> _PROBLEM TO WORK ON_: An exact copy of the lines from the one containing "the windshield wiper?" through the last line below is required; include both of those lines and no others.

══ DATASET EXTRACT ══

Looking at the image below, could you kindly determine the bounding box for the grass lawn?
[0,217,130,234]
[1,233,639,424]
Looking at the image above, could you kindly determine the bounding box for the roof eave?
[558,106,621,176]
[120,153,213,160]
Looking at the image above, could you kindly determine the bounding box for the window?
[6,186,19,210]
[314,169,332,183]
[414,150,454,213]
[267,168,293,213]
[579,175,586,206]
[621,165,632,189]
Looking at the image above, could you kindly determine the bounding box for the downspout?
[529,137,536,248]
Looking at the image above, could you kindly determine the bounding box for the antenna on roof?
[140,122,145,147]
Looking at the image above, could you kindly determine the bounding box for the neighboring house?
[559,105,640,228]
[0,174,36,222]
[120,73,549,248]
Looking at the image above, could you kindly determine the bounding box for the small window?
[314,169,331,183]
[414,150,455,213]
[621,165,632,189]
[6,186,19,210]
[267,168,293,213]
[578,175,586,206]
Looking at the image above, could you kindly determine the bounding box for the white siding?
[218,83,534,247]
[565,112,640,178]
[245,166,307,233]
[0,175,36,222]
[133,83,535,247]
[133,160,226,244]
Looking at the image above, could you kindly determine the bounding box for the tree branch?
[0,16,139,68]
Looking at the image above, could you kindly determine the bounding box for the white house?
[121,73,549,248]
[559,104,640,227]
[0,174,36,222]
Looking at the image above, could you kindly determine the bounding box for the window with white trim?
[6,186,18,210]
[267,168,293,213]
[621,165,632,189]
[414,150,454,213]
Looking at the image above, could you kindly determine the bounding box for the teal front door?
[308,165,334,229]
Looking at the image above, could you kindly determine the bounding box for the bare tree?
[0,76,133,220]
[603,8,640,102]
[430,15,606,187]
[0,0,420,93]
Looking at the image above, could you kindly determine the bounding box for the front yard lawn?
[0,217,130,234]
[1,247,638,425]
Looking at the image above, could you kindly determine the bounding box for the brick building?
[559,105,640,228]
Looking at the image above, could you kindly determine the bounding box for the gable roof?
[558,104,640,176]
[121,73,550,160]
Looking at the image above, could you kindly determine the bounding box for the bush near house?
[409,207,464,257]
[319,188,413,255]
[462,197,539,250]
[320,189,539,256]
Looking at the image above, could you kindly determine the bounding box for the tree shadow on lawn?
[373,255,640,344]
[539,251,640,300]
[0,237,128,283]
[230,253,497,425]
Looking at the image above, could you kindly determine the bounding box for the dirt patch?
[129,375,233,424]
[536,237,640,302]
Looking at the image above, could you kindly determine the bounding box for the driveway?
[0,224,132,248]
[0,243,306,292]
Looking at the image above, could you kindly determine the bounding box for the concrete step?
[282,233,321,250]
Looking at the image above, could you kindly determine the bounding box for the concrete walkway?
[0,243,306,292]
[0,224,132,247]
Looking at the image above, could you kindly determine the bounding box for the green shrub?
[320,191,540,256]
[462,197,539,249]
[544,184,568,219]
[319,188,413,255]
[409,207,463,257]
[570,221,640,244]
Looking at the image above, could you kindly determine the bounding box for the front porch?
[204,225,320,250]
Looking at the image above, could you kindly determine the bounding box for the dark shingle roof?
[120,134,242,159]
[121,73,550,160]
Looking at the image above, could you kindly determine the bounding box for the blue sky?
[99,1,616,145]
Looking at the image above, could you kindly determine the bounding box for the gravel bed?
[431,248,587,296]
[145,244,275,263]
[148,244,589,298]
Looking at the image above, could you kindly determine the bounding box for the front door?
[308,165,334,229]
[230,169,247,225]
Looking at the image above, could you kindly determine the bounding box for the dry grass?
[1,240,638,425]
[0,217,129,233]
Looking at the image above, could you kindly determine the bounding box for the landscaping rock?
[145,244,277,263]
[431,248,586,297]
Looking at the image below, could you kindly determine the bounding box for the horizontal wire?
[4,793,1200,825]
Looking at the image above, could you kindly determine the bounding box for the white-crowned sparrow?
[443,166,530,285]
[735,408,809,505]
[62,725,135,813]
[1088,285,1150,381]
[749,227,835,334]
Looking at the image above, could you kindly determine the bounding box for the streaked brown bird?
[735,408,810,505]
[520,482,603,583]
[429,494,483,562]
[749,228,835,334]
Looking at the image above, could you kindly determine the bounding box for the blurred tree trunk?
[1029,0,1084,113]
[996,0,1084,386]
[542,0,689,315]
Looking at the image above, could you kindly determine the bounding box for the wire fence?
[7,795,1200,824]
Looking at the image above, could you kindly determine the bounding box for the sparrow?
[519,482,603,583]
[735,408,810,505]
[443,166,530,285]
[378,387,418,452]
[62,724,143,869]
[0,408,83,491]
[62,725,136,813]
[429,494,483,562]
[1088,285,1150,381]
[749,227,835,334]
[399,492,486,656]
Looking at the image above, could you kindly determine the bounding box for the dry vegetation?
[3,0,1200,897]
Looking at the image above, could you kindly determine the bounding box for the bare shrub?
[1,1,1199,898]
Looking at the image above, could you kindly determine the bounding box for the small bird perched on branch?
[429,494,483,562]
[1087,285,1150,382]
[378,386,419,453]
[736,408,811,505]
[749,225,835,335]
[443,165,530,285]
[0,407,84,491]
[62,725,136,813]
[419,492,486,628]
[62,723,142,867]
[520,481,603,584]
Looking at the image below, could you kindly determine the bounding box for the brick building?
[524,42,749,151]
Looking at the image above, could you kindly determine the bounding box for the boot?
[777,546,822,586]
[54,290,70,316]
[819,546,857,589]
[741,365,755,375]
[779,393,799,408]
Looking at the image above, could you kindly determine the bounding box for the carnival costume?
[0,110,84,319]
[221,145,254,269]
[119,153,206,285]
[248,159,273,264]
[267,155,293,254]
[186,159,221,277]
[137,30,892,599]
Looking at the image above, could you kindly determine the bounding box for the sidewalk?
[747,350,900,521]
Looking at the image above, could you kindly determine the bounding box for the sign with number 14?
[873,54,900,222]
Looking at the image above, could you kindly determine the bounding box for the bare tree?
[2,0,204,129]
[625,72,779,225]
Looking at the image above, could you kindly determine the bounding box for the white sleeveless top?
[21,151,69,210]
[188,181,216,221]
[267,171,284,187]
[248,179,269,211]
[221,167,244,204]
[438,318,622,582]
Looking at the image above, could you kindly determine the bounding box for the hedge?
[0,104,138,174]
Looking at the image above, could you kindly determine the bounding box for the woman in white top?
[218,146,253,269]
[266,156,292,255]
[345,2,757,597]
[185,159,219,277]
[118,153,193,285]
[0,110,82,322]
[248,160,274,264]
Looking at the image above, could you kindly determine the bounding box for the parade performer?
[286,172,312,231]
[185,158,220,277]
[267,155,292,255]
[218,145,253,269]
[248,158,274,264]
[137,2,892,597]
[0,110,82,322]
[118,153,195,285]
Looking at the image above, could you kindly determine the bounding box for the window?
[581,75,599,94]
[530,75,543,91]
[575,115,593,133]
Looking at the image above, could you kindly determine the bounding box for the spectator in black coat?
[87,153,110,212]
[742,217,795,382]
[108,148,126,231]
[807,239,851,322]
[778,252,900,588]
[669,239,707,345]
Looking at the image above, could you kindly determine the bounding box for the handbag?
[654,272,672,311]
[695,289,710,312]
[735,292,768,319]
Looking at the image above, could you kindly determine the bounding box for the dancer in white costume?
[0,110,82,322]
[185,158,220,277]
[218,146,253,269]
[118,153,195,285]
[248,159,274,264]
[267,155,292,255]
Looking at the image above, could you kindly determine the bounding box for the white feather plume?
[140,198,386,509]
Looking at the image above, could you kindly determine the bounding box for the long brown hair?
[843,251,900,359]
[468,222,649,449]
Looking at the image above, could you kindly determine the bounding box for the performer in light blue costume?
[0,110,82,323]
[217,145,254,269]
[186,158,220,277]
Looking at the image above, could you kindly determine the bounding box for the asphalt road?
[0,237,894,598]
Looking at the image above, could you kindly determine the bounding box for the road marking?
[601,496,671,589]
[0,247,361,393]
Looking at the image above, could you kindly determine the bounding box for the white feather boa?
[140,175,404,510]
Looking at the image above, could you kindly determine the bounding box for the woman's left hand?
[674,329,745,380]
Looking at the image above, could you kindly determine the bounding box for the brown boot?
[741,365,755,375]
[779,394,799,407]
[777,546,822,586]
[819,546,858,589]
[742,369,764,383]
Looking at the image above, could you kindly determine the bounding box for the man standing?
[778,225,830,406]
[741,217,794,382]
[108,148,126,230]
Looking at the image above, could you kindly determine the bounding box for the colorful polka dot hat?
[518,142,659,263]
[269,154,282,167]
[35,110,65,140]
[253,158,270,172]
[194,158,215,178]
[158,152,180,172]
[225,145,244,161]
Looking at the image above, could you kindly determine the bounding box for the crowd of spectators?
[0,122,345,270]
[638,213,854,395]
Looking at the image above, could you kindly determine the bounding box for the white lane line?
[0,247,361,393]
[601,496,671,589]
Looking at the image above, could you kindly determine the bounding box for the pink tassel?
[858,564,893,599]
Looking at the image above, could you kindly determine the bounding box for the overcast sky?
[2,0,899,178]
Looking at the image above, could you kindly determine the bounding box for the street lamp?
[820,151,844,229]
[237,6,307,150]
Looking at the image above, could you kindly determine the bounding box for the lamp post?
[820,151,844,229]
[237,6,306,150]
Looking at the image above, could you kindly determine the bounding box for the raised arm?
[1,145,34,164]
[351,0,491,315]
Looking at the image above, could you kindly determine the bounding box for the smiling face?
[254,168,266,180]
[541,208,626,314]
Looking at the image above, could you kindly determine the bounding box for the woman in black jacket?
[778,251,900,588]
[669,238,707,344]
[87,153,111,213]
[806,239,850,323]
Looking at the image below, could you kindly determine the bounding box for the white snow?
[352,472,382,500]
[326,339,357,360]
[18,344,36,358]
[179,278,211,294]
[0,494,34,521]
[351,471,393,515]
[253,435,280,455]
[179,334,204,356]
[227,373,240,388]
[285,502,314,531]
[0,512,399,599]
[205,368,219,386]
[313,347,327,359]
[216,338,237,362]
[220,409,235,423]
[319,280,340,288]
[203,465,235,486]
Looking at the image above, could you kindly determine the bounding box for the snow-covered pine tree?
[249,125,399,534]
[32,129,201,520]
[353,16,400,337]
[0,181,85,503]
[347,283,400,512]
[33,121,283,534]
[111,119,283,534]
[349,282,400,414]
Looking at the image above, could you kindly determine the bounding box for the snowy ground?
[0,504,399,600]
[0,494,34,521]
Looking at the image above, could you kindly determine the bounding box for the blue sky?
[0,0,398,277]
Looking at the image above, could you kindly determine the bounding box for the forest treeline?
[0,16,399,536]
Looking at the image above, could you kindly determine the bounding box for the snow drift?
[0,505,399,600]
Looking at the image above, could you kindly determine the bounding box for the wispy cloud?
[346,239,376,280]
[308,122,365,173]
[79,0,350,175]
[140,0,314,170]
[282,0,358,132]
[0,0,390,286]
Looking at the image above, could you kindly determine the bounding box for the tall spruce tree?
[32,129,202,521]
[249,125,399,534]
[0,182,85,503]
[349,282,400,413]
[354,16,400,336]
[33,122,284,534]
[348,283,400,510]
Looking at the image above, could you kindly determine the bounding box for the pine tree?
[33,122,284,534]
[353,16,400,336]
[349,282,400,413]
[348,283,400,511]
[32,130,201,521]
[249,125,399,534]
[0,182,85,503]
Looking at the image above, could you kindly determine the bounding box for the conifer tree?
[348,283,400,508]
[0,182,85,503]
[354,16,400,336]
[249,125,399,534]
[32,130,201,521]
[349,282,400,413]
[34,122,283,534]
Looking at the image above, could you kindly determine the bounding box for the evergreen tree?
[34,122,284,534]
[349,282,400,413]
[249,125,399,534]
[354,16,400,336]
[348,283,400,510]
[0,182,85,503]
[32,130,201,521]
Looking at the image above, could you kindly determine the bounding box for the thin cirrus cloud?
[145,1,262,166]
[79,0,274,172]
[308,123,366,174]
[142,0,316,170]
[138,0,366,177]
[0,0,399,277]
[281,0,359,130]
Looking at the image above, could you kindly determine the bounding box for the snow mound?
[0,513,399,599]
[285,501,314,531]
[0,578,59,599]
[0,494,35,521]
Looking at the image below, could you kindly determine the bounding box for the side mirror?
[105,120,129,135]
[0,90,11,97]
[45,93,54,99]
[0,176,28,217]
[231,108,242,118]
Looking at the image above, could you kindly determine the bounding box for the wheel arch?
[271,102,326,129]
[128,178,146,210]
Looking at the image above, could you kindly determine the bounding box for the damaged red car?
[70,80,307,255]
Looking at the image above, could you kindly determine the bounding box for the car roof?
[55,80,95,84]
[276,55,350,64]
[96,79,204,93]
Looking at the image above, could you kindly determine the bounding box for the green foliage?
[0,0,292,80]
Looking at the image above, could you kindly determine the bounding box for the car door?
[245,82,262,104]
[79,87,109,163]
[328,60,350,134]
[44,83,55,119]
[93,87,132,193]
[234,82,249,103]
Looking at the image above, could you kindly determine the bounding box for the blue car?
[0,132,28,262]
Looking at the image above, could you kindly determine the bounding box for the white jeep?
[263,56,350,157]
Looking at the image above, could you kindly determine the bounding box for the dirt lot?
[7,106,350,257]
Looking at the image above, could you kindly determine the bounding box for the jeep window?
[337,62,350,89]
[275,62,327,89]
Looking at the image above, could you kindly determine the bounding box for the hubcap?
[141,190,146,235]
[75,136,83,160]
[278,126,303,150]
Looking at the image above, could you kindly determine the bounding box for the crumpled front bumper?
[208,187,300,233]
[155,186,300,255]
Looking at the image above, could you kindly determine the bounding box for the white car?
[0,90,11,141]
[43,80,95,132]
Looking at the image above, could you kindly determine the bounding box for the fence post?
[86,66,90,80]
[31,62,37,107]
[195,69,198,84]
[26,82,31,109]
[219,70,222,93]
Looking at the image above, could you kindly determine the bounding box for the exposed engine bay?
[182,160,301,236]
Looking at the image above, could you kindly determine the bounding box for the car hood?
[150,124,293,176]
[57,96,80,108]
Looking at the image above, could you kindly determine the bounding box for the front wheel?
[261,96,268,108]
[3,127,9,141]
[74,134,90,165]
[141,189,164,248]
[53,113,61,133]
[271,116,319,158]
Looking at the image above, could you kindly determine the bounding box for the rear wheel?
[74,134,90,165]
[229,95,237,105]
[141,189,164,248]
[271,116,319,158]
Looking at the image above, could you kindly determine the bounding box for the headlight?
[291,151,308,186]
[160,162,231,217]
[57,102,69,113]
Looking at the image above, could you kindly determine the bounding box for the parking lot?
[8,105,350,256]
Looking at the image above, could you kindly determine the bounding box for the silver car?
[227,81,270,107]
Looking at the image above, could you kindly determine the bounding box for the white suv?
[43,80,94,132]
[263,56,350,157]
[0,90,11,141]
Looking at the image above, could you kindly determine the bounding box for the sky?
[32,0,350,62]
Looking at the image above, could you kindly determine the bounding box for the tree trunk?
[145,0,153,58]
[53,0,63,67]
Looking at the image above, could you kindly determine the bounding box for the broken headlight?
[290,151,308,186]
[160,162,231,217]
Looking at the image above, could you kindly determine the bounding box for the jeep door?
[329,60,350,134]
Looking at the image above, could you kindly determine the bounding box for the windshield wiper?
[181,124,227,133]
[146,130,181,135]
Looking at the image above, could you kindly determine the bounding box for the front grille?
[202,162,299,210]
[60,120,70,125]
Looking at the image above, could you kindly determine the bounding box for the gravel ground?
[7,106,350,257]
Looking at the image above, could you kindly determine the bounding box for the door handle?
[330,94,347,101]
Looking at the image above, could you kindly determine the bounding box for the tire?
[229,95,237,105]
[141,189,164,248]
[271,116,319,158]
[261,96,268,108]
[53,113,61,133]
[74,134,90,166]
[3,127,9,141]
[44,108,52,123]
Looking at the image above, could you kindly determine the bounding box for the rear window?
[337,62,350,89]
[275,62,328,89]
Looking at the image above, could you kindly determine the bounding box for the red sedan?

═══

> _WRITTEN REPLY_:
Looking at the image above, could you kindly determine the bounding box for the windshield wiper?
[181,124,227,133]
[146,130,181,135]
Looking at the image above, could you kindly determine the bounding box for the front grille?
[202,162,299,210]
[60,120,70,125]
Looking at the image above, could you kindly determine the bounding box for the gravel ground?
[7,106,350,257]
Looking at the image above, could you kindly determine the bounding box for the door handle?
[330,94,347,101]
Looking at the image above, could you kindly determine the bounding box for the tire?
[229,95,237,105]
[141,189,164,248]
[271,116,319,158]
[261,96,268,108]
[53,113,61,133]
[74,134,90,166]
[3,127,9,141]
[44,108,52,123]
Looking at the image above, could you kindly determine the bounding box for the rear window?
[337,62,350,89]
[275,62,328,89]
Looking at the image above, could you kindly determine the bounding box for the red sedan?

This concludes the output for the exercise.